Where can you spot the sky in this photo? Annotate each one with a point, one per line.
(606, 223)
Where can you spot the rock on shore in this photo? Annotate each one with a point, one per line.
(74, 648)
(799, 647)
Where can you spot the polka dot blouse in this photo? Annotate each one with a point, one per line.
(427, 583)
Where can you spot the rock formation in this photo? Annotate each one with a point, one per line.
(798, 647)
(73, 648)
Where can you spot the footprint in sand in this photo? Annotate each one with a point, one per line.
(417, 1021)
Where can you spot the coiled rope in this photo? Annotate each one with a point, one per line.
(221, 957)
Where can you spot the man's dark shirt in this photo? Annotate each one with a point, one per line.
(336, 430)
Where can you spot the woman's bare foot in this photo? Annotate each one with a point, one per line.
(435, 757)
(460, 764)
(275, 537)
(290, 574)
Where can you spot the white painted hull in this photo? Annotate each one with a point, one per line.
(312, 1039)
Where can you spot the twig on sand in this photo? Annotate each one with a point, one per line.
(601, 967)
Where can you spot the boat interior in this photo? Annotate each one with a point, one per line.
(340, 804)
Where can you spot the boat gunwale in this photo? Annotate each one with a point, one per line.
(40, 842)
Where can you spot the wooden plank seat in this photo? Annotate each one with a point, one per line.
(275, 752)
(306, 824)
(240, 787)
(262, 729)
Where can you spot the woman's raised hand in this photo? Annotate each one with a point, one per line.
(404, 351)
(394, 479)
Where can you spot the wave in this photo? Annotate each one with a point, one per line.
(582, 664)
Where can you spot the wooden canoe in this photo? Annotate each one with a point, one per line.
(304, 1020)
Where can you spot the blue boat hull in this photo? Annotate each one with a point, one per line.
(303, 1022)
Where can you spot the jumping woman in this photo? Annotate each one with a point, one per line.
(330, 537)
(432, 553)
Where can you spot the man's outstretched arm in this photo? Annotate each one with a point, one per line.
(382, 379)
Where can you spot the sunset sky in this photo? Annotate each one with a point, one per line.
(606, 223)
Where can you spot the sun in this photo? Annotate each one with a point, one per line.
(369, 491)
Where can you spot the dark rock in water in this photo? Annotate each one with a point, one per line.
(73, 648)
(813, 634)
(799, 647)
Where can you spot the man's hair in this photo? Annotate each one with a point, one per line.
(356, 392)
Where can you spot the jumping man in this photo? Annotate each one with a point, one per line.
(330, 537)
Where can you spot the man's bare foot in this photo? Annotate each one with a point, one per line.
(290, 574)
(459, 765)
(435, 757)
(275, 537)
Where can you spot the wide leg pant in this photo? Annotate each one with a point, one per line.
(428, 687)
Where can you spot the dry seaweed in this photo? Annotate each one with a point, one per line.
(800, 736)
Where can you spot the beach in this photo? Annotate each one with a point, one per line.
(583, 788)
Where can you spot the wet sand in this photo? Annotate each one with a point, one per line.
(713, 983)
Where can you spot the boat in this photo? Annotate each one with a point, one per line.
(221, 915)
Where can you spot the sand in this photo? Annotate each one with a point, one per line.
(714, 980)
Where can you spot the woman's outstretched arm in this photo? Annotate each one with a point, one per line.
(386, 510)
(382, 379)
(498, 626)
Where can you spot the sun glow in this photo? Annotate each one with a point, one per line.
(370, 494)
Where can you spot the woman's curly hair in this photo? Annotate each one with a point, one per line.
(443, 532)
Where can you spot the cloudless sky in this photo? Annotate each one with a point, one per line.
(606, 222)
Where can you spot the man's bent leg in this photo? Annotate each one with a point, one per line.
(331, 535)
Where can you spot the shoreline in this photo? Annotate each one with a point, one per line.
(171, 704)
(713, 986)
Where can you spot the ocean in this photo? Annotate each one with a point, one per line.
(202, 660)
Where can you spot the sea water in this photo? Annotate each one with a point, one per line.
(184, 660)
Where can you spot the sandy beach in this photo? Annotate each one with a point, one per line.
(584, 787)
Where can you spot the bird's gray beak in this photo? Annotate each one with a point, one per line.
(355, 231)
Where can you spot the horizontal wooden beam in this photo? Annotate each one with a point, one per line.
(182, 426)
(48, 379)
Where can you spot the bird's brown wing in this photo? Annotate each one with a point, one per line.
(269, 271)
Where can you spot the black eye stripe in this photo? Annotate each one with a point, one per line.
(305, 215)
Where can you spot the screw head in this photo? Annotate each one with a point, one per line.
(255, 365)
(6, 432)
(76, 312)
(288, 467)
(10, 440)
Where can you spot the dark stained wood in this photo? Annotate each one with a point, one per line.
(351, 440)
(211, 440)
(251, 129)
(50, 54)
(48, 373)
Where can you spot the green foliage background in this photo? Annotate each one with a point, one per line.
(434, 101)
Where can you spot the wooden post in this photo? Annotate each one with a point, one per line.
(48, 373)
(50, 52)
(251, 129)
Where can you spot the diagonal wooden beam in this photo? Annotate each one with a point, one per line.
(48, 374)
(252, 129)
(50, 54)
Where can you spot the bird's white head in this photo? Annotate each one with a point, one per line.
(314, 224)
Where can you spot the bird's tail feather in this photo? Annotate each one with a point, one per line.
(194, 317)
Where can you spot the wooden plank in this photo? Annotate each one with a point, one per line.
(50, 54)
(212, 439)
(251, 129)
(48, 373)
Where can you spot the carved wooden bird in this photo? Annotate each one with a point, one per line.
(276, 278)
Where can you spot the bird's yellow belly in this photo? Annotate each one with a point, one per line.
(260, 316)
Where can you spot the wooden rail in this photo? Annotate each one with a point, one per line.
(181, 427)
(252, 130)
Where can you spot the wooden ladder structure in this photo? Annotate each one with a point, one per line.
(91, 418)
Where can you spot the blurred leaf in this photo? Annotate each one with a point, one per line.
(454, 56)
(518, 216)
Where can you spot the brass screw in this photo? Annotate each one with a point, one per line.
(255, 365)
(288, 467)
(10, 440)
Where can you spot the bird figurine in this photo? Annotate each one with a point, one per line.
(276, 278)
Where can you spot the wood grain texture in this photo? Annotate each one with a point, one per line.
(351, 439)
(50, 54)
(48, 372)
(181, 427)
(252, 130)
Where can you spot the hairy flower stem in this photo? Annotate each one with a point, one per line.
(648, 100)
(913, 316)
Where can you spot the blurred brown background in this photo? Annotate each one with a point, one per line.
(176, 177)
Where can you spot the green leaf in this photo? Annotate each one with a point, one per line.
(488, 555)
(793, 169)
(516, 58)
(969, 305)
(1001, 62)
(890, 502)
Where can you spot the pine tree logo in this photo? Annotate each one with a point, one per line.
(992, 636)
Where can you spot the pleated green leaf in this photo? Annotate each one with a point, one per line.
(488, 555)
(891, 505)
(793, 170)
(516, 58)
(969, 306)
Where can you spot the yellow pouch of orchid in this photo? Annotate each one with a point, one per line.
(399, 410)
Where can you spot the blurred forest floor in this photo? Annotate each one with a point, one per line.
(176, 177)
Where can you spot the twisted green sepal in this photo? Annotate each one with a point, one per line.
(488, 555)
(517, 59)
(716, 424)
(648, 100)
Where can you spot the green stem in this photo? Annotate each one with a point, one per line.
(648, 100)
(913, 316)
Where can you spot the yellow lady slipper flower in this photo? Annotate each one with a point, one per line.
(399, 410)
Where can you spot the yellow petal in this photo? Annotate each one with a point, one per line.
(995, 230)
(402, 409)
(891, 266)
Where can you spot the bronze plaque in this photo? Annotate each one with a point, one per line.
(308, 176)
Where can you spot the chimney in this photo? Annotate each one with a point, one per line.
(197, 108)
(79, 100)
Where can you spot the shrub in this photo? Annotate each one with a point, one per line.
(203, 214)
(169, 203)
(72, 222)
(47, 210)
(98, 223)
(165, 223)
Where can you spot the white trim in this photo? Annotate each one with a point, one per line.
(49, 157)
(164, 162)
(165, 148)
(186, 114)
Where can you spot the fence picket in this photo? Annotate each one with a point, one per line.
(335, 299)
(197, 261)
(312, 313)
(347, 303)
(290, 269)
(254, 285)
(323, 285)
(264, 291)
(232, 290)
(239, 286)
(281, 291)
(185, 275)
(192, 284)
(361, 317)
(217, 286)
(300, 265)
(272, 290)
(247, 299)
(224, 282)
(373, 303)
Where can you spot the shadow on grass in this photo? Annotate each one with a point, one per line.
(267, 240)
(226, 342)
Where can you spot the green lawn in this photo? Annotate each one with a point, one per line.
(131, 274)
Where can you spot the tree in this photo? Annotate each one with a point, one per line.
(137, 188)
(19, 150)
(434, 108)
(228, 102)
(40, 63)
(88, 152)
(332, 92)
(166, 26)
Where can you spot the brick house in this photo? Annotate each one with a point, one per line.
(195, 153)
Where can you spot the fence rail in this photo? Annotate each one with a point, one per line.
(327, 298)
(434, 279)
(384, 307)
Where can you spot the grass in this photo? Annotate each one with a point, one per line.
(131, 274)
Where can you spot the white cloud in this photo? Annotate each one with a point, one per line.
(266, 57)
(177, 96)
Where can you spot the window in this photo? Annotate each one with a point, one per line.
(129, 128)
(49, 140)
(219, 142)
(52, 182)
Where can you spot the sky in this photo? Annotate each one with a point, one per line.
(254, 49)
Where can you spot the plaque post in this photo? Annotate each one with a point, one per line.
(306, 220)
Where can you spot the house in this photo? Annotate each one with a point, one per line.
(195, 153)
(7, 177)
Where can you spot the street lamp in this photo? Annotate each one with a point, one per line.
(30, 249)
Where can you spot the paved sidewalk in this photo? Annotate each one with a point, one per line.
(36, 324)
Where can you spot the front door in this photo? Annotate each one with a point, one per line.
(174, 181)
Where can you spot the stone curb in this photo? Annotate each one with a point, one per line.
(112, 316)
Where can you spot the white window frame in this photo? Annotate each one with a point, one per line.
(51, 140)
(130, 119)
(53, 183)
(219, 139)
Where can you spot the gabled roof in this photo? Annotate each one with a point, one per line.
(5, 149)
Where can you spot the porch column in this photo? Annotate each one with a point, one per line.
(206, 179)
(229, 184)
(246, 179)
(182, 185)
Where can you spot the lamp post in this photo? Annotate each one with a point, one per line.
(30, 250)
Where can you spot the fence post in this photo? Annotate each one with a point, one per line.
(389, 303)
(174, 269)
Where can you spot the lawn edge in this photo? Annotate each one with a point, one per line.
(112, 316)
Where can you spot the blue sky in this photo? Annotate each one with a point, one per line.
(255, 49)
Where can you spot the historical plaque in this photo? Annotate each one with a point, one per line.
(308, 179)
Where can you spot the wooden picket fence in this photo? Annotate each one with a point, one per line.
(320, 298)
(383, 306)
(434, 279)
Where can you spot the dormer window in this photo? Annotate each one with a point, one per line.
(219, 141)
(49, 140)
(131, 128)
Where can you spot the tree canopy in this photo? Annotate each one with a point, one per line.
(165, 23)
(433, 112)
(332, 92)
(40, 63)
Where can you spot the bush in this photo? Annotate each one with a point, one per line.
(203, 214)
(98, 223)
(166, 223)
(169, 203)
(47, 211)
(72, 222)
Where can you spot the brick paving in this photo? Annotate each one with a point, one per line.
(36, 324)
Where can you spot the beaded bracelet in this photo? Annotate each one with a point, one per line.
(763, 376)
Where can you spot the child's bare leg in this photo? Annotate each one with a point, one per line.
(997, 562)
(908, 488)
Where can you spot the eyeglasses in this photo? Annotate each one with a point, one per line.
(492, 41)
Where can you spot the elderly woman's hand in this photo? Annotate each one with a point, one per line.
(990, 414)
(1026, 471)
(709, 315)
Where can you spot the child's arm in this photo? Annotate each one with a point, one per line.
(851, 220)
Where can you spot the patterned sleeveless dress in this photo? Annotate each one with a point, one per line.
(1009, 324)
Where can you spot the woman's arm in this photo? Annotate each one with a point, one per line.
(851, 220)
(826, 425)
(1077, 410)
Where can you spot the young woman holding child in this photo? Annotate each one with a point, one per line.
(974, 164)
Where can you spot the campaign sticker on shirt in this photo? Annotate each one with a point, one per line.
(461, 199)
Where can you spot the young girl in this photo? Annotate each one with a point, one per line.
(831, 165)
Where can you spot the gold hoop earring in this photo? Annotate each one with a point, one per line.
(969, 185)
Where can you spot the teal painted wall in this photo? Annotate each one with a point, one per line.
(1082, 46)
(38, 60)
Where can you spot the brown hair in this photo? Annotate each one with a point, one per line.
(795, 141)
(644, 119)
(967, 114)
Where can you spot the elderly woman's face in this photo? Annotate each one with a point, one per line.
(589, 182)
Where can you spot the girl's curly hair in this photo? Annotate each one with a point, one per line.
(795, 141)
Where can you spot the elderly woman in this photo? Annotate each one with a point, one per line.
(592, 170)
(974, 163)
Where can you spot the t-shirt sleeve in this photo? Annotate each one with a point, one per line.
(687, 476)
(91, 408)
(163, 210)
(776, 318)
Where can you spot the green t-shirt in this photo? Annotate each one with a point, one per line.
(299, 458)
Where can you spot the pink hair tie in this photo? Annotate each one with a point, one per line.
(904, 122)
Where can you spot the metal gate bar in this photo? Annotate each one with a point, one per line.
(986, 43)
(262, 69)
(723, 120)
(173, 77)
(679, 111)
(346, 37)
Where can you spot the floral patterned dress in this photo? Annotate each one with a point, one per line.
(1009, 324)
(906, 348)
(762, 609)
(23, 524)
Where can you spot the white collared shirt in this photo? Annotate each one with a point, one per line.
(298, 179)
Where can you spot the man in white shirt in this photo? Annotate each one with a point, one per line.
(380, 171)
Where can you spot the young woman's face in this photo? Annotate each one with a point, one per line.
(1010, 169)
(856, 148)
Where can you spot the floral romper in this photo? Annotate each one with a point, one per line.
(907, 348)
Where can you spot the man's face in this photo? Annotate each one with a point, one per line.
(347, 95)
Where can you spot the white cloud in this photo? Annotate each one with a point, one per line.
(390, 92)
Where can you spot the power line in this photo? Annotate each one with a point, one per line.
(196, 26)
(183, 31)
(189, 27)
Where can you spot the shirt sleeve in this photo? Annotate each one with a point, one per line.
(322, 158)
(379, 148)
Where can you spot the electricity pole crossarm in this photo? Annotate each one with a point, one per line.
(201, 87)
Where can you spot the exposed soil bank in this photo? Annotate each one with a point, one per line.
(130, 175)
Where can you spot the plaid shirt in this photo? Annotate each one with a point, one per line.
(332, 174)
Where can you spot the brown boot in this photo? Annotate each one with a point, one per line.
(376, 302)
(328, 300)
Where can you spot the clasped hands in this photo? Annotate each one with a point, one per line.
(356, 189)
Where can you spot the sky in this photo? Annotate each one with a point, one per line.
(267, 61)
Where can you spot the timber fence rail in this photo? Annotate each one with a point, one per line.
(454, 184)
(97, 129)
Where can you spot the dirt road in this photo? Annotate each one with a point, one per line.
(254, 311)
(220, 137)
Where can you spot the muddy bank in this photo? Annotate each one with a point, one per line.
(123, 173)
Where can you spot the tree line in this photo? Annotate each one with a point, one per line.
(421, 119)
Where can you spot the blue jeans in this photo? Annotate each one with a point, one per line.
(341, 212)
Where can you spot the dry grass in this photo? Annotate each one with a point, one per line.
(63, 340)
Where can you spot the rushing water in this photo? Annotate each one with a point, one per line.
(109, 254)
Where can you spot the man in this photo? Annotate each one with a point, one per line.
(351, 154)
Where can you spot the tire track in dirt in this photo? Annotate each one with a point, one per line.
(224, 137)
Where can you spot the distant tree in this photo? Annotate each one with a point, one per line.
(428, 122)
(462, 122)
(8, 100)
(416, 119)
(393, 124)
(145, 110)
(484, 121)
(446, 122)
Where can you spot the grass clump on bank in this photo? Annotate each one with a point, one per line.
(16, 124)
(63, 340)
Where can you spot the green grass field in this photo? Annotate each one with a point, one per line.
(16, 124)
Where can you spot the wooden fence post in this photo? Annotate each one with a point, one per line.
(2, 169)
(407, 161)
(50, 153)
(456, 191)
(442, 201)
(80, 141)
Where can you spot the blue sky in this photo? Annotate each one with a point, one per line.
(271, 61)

Your instructions
From the line that contains "Where can you spot the plaid" to the last line of the material above, repeat every line exactly, keeping both the first and the last.

Reply
Where can you spot the plaid shirt in this photo? Annotate each one with a point, one per line.
(332, 174)
Where can you spot the brown boot in this photo? Annotate each one with a point, one per line.
(376, 302)
(328, 300)
Where can you spot the clasped hands in this photo? Annotate each one with a point, one per line.
(356, 189)
Where can you spot the sky in this photo? Annotate each one with a point, one per line.
(267, 61)
Where can you spot the timber fence rail in this photo? Annotate each one with a point, one per line.
(454, 184)
(97, 129)
Where can you spot the dirt road in this photo? Annotate each one with a point, one per line.
(254, 311)
(220, 137)
Where can you spot the muddy bank in this photo? Annotate each one with a point, one per line.
(123, 173)
Where can you spot the tree line in this photo? Annotate each one with a point, one per line.
(421, 119)
Where can you spot the blue jeans in this photo? Annotate each one with a point, one per line.
(341, 212)
Where can you spot the dry grass in this photo? Annotate each one with a point, one per line.
(63, 340)
Where can you spot the rushing water in this photo? Annotate each one with a point, one per line.
(109, 254)
Where can you spot the man in this photo? Annotate each one with a point, one per line.
(351, 154)
Where can you spot the tire track in dirt in this photo? Annotate each one with a point, one per line.
(224, 137)
Where can you spot the distant tree in this photo? Annotate each one with a point, one per line.
(428, 122)
(462, 122)
(8, 100)
(416, 119)
(393, 124)
(145, 110)
(484, 121)
(446, 122)
Where can you spot the grass clump on bank in this photo? Annotate each one with a point, one per line.
(16, 124)
(63, 340)
Where can you spot the green grass field in this photo? Annotate each one with a point, one per line.
(16, 124)
Where can you spot the wooden fence post in this photo? Annotate each one with a point, one per line.
(2, 169)
(407, 161)
(50, 153)
(456, 191)
(442, 201)
(80, 141)
Where can you spot the blue sky in this photo? Annotate each one with a point, one per line.
(271, 61)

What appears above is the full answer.